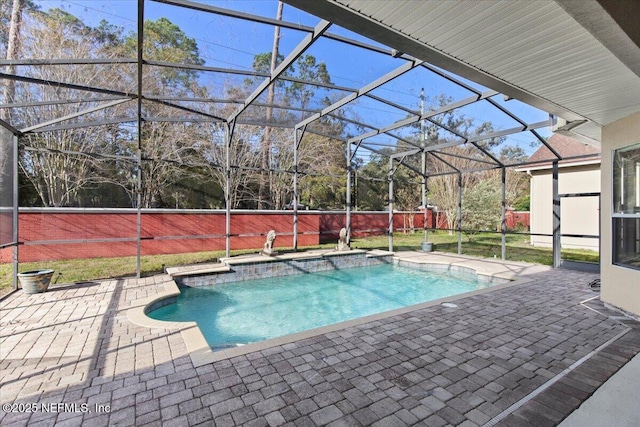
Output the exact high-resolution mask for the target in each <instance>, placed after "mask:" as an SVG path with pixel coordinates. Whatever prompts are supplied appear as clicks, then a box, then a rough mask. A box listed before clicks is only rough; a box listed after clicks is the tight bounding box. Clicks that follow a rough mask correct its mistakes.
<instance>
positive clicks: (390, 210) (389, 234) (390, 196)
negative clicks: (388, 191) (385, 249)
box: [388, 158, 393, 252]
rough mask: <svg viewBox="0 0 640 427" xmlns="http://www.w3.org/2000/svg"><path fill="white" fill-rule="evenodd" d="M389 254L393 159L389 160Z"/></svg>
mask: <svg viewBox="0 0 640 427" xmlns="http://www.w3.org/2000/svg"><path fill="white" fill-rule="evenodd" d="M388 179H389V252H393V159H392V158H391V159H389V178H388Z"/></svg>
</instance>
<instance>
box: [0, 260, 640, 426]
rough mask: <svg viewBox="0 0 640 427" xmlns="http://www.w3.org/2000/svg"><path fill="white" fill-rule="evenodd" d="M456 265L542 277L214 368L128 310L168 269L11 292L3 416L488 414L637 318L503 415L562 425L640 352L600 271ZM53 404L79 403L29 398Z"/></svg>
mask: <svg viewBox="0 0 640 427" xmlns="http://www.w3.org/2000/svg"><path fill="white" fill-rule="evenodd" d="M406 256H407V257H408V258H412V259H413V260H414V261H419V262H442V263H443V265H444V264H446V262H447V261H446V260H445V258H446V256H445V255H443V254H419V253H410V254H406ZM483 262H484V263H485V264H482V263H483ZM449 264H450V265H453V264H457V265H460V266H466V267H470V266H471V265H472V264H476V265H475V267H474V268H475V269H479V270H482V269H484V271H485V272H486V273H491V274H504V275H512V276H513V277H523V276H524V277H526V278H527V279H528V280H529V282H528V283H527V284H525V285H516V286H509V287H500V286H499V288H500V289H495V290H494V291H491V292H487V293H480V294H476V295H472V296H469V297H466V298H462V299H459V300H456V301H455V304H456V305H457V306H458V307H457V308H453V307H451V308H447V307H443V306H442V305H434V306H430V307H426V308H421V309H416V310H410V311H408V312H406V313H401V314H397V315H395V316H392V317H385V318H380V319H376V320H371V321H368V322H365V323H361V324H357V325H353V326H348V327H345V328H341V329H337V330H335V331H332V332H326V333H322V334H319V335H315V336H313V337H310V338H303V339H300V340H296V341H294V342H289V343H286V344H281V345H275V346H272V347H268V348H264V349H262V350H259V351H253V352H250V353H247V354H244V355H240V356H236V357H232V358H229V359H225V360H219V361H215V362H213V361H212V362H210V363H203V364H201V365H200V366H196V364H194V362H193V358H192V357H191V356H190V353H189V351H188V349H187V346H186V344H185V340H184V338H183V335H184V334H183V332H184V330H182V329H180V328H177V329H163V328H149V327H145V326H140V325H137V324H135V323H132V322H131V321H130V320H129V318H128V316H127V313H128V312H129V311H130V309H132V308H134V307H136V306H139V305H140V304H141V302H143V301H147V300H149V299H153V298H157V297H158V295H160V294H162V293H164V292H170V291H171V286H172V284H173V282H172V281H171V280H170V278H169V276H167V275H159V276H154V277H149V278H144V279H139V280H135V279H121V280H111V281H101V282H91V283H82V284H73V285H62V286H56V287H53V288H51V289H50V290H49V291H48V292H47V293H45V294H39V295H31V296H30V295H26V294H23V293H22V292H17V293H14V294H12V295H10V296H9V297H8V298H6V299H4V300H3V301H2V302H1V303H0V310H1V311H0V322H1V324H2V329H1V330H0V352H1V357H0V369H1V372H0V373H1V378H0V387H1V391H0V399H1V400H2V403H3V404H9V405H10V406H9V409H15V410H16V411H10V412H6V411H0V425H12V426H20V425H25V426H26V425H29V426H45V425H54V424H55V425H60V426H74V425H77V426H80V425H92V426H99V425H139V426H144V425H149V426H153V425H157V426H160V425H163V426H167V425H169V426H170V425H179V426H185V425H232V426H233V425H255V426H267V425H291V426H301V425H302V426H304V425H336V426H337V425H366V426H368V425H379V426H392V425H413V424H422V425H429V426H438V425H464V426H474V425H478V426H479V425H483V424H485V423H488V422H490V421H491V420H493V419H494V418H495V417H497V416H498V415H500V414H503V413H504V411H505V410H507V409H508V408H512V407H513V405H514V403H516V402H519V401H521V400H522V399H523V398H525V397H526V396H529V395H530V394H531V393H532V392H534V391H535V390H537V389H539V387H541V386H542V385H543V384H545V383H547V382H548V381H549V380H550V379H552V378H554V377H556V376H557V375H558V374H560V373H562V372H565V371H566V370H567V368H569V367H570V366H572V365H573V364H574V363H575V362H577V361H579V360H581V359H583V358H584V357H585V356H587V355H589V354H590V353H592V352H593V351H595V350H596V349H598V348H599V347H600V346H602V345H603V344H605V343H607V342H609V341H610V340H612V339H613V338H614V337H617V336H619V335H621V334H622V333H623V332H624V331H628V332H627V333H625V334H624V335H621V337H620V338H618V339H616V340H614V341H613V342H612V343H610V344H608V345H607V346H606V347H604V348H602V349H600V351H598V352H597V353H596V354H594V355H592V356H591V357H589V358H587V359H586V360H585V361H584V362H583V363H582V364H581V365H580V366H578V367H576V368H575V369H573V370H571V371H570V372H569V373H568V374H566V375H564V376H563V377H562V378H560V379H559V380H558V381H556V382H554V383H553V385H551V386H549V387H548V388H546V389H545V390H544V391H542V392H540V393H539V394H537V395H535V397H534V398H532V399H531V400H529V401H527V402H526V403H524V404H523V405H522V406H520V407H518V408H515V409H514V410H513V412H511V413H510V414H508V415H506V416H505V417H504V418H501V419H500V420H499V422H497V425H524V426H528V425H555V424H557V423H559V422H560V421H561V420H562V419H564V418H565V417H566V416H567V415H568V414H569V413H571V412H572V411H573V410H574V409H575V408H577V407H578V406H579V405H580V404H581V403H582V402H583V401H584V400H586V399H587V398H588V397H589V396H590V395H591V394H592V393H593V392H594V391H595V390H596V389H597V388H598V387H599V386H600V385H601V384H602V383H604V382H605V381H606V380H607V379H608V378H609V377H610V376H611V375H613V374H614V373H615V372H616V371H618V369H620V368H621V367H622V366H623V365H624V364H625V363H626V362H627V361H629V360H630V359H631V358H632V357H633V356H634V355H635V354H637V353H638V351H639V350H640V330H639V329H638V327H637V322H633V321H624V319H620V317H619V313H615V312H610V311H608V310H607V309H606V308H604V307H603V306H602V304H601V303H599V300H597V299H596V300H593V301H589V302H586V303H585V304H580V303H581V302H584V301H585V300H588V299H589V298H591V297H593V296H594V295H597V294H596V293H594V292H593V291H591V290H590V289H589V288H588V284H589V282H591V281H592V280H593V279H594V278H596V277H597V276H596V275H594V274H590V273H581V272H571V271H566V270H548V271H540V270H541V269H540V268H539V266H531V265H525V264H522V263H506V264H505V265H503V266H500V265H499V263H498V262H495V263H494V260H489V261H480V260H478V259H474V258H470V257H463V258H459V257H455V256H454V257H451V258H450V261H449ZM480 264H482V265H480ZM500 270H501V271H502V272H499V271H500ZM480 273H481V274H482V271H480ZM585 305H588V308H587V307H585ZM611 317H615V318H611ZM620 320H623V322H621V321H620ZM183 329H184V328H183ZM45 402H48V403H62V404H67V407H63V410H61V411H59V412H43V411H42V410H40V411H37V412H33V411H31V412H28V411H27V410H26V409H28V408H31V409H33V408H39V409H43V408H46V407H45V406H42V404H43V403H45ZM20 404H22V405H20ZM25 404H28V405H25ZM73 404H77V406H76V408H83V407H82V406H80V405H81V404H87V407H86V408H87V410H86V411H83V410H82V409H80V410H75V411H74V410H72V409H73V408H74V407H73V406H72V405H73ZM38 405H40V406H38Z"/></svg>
===
* **Your instructions**
From the opening line of the listing above through the line bearing "box: [0, 260, 640, 426]", repeat each line exactly. Drop every picture.

* **Answer to the problem**
Output the exact high-resolution mask for the target in each <instance>, placed after "mask:" as an SVG path with pixel coordinates. Whatever prompts are supplied appear as clicks, then a box, then a rough mask. A box listed before clicks is only rough; a box listed after clicks is the tight bounding box. Clicks that follow a rough mask correct its mistakes.
<instance>
positive clicks: (390, 210) (389, 234) (390, 196)
negative clicks: (388, 191) (385, 249)
box: [388, 158, 393, 252]
rough mask: <svg viewBox="0 0 640 427" xmlns="http://www.w3.org/2000/svg"><path fill="white" fill-rule="evenodd" d="M389 254L393 159L389 160Z"/></svg>
mask: <svg viewBox="0 0 640 427" xmlns="http://www.w3.org/2000/svg"><path fill="white" fill-rule="evenodd" d="M388 179H389V252H393V159H392V158H391V159H389V178H388Z"/></svg>
</instance>
<instance>
box: [0, 260, 640, 426]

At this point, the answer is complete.